* **Information supplied**
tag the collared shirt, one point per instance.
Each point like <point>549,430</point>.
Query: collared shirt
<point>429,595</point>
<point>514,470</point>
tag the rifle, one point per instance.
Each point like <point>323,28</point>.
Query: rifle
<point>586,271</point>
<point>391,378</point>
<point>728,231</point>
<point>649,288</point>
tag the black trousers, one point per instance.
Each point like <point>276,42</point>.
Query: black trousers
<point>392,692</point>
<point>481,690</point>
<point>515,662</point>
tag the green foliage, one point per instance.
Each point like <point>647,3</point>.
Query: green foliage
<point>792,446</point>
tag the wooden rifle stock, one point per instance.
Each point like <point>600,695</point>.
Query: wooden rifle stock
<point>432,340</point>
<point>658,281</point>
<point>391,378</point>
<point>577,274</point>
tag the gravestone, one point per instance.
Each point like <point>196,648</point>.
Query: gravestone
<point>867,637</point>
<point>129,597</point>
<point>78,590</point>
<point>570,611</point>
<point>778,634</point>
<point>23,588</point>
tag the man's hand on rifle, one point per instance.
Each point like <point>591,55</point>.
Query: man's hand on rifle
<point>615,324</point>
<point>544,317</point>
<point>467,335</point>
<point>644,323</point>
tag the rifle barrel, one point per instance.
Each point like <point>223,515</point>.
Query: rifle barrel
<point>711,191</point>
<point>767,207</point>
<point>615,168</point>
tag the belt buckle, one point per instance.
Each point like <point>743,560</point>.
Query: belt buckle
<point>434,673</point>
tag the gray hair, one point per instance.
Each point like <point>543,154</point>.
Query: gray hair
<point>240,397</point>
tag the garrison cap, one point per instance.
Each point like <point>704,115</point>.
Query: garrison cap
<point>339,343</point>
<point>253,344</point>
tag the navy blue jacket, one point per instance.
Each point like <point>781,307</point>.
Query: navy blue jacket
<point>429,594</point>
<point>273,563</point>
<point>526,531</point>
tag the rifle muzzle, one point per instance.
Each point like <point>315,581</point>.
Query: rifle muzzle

* **Work order**
Among the lines above, repeat exactly those from the line with "Each point like <point>196,648</point>." to the line with "Each point like <point>223,515</point>.", counting both ends.

* **Answer section**
Each point like <point>196,648</point>.
Query: gravestone
<point>867,637</point>
<point>129,597</point>
<point>78,590</point>
<point>570,611</point>
<point>778,634</point>
<point>23,588</point>
tag the man's hand on rifle, one point per instance.
Each point like <point>591,55</point>.
Query: man's hand on rifle
<point>615,324</point>
<point>544,317</point>
<point>467,335</point>
<point>644,323</point>
tag the rifle barrel, one point per instance.
Each point like <point>223,515</point>.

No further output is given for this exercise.